I have been looking into integrating testing into my app based on RequireJS. I have found this example of how QUnit testing could be integrated into the RequireJS structure. Obviously you don't want the testing code to be lying around in the Production build. How can you keep testing out of the final production build in RequireJS?
There are lots of options you can set in the build file. See the full example on GitHub (https://github.com/jrburke/r.js/blob/master/build/example.build.js)
What you want to do is exclude certain items from your module:
//This module entry combines all the dependencies of foo/bar/bip into one file,
//but excludes foo/bar/bop and its dependencies from the built file. If you want
//to exclude a module that is also another module being optimized, it is more
//efficient if you define that module optimization entry before using it
//in an exclude array.
{
name: "foo/bar/bip",
exclude: [
"foo/bar/bop"
]
},
//This module entry shows how to specify a specific module be excluded
//from the built module file. excludeShallow means just exclude that
//specific module, but if that module has nested dependencies that are
//part of the built file, keep them in there. This is useful during
//development when you want to have a fast bundled set of modules, but
//just develop/debug one or two modules at a time.
{
name: "foo/bar/bin",
excludeShallow: [
"foo/bar/bot"
]
}
You can also exclude items with a regular expression, but this is probably overkill:
//When the optimizer copies files from the source location to the
//destination directory, it will skip directories and files that start
//with a ".". If you want to copy .directories or certain .files, for
//instance if you keep some packages in a .packages directory, or copy
//over .htaccess files, you can set this to null. If you want to change
//the exclusion rules, change it to a different regexp. If the regexp
//matches, it means the directory will be excluded. This used to be
//called dirExclusionRegExp before the 1.0.2 release.
//As of 1.0.3, this value can also be a string that is converted to a
//RegExp via new RegExp().
fileExclusionRegExp: /^\./,

----------------------------------------

**Written tasks:**
a) In the RequireJS build excerpt, what was fileExclusionRegExp called before the 1.0.2 release?
b) Rewrite the RequireJS build excerpt from "There are lots" to "an exclude array.", using "output bundle" in place of "built file".
c) Name every module path starting with "foo/bar/" in the RequireJS build excerpt.
The listing that follows has no connection to the RequireJS build excerpt.

**Provided data:**
----------------------------------------

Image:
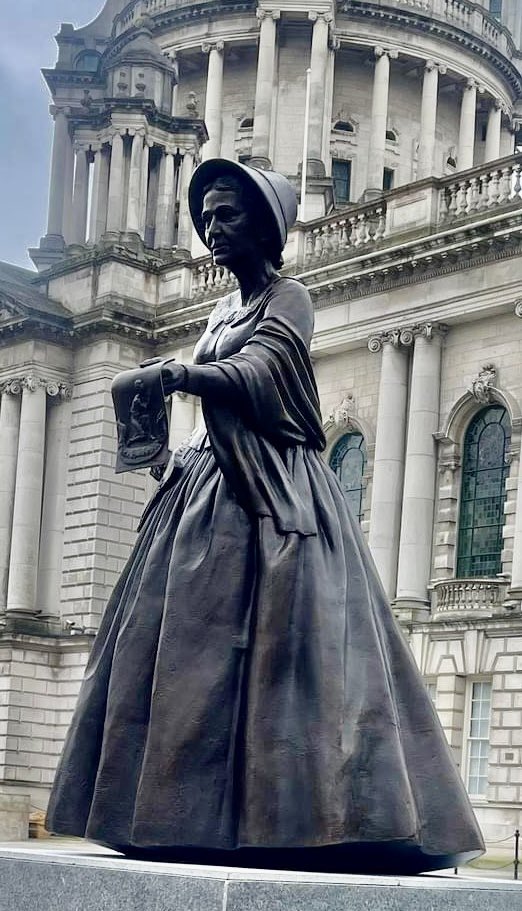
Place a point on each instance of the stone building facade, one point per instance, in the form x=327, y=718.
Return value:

----------------------------------------

**Results of the tasks:**
a) dirExclusionRegExp

b)
There are lots of options you can set in the build file. See the full example on GitHub (https://github.com/jrburke/r.js/blob/master/build/example.build.js)
What you want to do is exclude certain items from your module:
//This module entry combines all the dependencies of foo/bar/bip into one file,
//but excludes foo/bar/bop and its dependencies from the output bundle. If you want
//to exclude a module that is also another module being optimized, it is more
//efficient if you define that module optimization entry before using it
//in an exclude array.

c) foo/bar/bip, foo/bar/bop, foo/bar/bin, foo/bar/bot